■ Description of the task ■
Please return the full listing below without altering anything.

■ Stored rows ■

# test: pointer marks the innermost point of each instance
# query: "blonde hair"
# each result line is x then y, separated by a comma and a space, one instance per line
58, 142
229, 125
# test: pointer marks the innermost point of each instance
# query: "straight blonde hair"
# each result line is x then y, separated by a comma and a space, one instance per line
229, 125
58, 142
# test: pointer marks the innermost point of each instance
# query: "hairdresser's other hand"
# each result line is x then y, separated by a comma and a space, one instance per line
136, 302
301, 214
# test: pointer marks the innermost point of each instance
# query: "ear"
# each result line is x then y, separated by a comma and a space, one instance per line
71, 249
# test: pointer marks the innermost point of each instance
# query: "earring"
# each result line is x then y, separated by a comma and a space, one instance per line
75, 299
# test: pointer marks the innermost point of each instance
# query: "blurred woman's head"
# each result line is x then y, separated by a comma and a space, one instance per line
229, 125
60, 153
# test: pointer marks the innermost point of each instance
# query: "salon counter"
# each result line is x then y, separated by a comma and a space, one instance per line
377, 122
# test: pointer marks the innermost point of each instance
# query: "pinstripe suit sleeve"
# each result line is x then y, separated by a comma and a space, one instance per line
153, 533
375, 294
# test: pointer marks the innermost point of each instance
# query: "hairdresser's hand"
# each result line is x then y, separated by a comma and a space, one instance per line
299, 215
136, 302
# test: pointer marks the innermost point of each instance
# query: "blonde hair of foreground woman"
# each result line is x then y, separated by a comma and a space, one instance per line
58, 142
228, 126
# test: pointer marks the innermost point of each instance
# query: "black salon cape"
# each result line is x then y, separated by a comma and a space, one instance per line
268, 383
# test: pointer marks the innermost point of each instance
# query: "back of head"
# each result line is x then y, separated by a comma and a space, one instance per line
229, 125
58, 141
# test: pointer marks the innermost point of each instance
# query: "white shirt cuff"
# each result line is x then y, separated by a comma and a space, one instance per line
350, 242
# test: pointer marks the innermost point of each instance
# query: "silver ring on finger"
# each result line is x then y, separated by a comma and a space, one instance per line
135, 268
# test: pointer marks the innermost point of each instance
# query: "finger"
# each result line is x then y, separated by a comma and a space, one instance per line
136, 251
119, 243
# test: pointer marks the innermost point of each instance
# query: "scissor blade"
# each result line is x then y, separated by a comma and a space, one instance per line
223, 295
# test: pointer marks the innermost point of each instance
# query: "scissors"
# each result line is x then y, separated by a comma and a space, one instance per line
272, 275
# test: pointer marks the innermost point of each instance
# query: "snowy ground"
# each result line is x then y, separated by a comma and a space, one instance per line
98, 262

■ Final answer ■
# test: pointer marks the innermost point of each instance
# query: "blonde hair"
# each result line is x then y, separated by a comma and a space, one instance per line
58, 142
229, 125
# test: pointer marks the innermost point of each instance
# query: "straight blonde hair"
# each result line is x then y, separated by a comma and a space, one instance per line
229, 125
58, 142
# test: pointer marks the innermost point of each instance
# query: "hairdresser's other hand"
# each result line is x then y, separated by a comma and a space, one instance per line
136, 302
301, 214
# test: pointer marks the innermost point of each instance
# query: "ear"
# each result line is x then y, separated by a comma and a space, one instance per line
71, 249
# test: pointer marks the innermost point of each instance
# query: "earring"
# each result line is x then y, separated by a comma and a space, one instance per line
75, 299
# test: pointer marks the innermost point of each instance
# query: "blurred woman's head"
# each result line is x then y, separated by a comma and a space, one instance per line
229, 125
60, 153
# test: pointer marks the innermost point of each instance
# query: "salon counter"
# each result line is x then y, separated by a comma and a space, one instance per line
377, 122
# test: pointer marks the innermost point of each instance
# query: "pinstripe suit sleeve"
# each result line is x then y, separated by a comma and a space, one instance per line
153, 533
375, 294
# test: pointer marks the innermost point of each instance
# query: "hairdresser's hand"
# each result line is x then y, separated by a comma and a space, one instance per line
299, 215
136, 302
# test: pointer marks the innermost point of each instance
# query: "blonde hair of foreground woman"
# each result line is x then y, separated by a comma and a space, one instance per line
58, 142
228, 126
# test: pointer marks the innermost point of each instance
# query: "black salon cape"
# each result line is x then y, separated by a comma and a space, one instance per line
268, 383
# test: pointer marks the innermost point of each instance
# query: "back of head"
# each result line is x then y, separated by a comma and a space, one instance per line
229, 125
58, 141
# test: pointer marks the innermost point of each instance
# query: "white shirt cuff"
# each result line is x then y, separated by a comma and a space, one instance per line
350, 242
# test: pointer marks the innermost point of each instance
# query: "silver ring on finger"
# each result line is x then y, separated by a comma and a space, one instance per line
135, 268
# test: pointer marks the innermost point of each instance
# query: "finger"
# each result line is x then y, separated by a comma and a space, one instance per line
136, 251
119, 243
# test: pointer marks the innermost point of each instance
# query: "scissor blade"
# each result line is x then y, separated by a comma and a space, one instance per line
223, 295
# test: pointer marks the innermost point of each instance
# query: "scissors"
# each result line is x then y, separated by a comma and a space, one instance per line
272, 275
# test: pointer marks the innermost point of each instance
# query: "snowy ground"
# each result line is x then y, separated by a comma and a space, one instance per line
98, 262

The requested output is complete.